§ Raw records:
========
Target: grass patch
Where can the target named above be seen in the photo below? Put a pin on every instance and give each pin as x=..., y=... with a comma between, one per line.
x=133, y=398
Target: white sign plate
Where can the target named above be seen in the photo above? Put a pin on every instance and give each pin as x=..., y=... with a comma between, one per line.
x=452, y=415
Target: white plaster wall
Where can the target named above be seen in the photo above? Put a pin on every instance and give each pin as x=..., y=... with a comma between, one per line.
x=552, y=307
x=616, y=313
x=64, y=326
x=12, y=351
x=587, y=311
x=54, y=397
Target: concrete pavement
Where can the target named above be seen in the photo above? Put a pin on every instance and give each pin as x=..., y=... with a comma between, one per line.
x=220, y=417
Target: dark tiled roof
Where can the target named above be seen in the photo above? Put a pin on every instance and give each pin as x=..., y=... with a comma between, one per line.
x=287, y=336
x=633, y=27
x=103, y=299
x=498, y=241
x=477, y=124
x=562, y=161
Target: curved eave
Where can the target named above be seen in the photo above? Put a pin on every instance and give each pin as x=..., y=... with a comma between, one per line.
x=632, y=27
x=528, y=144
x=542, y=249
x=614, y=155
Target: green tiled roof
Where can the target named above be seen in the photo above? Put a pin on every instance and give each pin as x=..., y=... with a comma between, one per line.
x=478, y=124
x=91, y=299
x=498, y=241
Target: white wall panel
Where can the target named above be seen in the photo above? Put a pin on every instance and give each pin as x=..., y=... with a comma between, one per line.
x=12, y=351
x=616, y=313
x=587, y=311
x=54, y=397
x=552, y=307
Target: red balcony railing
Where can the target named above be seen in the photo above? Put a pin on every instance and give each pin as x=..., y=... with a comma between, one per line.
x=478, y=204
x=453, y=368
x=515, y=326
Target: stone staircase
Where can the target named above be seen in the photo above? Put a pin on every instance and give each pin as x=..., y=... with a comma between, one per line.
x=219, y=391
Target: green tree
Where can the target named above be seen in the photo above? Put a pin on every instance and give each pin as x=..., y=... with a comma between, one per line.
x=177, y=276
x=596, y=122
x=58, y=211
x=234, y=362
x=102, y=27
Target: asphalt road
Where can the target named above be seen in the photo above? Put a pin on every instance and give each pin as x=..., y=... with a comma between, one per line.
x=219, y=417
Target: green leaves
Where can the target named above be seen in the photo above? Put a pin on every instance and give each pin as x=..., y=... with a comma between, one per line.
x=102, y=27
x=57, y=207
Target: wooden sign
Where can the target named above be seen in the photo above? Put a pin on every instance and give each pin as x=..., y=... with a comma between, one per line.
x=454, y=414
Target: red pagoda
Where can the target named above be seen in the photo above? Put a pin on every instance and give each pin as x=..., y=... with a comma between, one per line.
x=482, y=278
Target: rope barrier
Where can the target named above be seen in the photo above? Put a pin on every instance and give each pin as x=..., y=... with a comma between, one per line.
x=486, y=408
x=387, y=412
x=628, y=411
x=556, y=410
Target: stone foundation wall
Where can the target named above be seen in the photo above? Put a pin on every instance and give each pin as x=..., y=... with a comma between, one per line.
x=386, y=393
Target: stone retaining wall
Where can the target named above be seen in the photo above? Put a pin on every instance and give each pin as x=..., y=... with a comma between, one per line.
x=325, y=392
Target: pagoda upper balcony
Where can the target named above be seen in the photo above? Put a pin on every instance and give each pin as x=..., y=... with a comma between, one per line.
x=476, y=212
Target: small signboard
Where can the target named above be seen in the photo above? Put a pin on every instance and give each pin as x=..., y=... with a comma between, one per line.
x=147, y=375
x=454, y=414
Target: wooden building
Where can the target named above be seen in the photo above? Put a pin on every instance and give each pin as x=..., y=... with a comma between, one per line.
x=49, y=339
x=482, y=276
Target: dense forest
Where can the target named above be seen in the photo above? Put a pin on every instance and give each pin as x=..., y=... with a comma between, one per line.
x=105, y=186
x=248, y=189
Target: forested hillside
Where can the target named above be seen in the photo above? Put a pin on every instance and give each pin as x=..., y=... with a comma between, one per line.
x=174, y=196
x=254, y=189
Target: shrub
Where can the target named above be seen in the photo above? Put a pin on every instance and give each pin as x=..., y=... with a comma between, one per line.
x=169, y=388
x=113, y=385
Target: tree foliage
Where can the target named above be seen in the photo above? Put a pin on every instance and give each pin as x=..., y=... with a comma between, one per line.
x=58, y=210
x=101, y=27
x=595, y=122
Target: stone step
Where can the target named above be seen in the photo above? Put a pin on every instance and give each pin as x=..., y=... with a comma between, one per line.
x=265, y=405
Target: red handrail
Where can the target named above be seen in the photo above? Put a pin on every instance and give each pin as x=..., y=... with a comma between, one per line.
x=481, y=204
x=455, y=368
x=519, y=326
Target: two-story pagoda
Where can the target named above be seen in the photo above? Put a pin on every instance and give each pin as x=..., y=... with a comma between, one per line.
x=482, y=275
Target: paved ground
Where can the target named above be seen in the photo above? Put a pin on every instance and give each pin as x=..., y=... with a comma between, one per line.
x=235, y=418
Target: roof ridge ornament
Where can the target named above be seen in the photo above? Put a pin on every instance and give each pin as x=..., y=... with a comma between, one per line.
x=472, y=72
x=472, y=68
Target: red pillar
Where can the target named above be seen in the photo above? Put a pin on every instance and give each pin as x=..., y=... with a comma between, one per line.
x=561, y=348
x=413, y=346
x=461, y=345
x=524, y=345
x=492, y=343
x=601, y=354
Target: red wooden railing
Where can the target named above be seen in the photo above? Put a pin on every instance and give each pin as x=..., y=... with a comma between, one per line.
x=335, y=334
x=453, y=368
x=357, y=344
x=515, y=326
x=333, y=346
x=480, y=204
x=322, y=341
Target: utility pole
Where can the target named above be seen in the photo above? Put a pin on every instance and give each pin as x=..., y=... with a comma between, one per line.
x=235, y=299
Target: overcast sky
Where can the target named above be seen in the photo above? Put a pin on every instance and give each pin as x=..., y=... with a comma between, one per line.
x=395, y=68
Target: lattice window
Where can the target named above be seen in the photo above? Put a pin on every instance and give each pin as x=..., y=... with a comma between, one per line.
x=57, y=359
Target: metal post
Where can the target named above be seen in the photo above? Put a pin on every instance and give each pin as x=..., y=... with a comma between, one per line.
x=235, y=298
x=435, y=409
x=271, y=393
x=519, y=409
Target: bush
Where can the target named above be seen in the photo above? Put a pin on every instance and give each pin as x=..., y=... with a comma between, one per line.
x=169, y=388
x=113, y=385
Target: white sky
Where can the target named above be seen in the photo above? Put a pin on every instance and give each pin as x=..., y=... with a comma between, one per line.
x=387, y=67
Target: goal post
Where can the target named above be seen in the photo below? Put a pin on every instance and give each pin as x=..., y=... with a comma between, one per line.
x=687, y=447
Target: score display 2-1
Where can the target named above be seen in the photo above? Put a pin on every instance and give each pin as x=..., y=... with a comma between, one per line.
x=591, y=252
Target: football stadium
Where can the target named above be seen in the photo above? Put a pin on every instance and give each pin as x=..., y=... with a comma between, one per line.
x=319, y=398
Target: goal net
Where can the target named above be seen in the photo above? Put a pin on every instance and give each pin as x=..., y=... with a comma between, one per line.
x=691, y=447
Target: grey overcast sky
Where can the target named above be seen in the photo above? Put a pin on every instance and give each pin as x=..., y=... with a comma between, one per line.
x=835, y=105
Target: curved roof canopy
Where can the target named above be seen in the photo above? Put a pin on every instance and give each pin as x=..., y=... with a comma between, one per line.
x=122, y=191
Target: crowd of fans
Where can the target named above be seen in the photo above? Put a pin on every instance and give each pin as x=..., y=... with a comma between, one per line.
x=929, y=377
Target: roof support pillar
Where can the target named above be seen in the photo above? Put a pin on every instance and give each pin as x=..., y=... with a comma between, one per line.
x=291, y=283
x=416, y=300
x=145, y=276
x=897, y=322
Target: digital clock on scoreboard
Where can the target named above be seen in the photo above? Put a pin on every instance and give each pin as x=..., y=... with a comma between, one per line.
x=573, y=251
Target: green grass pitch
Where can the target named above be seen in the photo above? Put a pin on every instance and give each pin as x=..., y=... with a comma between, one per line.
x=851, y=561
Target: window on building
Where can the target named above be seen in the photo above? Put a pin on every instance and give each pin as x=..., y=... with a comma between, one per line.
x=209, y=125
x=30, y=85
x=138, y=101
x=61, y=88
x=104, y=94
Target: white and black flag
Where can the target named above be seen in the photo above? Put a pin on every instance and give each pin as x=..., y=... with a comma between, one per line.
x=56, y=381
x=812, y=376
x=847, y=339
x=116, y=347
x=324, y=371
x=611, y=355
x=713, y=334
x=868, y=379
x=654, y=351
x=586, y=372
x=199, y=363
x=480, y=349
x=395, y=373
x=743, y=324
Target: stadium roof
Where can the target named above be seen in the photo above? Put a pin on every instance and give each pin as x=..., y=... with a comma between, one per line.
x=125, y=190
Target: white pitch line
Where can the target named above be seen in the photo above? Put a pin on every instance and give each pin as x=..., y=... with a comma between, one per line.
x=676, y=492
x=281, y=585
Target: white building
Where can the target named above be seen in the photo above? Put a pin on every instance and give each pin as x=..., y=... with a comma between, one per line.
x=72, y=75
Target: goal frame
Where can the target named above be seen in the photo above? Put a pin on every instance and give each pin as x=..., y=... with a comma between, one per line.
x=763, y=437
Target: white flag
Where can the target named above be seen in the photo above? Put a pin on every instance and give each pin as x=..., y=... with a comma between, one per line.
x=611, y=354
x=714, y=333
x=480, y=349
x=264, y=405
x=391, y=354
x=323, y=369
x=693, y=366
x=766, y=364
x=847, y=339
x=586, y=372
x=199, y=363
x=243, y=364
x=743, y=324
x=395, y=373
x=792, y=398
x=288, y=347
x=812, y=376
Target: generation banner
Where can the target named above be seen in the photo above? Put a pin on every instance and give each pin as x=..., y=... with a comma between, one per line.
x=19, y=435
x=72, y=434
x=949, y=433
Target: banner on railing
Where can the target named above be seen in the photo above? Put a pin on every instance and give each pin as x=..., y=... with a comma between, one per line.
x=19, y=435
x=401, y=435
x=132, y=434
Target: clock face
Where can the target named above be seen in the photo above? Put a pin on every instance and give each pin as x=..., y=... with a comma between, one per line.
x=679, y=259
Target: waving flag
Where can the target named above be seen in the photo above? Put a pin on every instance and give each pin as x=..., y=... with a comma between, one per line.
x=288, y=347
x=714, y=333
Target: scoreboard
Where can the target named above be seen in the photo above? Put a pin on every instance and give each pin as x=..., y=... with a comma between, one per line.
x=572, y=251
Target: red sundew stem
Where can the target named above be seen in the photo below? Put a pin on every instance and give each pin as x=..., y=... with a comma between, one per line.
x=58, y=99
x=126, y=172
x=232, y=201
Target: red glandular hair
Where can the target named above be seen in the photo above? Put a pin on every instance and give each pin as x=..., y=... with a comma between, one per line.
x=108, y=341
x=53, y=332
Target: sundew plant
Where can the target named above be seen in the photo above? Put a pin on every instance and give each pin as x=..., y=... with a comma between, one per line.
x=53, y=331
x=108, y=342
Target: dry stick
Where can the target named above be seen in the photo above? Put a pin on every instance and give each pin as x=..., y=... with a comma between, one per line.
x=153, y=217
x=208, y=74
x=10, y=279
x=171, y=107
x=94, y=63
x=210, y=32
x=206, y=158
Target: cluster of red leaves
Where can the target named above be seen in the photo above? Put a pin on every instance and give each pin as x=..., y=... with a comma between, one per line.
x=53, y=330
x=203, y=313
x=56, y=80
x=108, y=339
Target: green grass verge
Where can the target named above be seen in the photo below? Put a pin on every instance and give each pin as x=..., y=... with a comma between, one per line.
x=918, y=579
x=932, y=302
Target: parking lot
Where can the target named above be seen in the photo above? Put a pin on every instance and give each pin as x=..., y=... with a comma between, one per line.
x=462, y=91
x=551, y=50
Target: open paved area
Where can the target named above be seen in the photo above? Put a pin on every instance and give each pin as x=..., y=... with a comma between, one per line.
========
§ Task: Rewrite the lines from the one containing "Target: clock face" through the one containing "x=572, y=251", switching "waving flag" to "fluttering flag" and keeping everything else the same.

§ Response to the task:
Target: clock face
Where can the target named above be seen in the photo above? Put a pin on every instance and give each pin as x=..., y=... with a comma between, one per line.
x=679, y=259
Target: fluttering flag
Where can the target named above be seen in the photo above? Put a pin on every instance and give each pin as x=..., y=... with a comma between, one per line.
x=288, y=347
x=714, y=333
Target: scoreboard
Where can the target named above be seen in the photo above? Put a pin on every instance and give each pin as x=..., y=... with a comma between, one per line.
x=572, y=251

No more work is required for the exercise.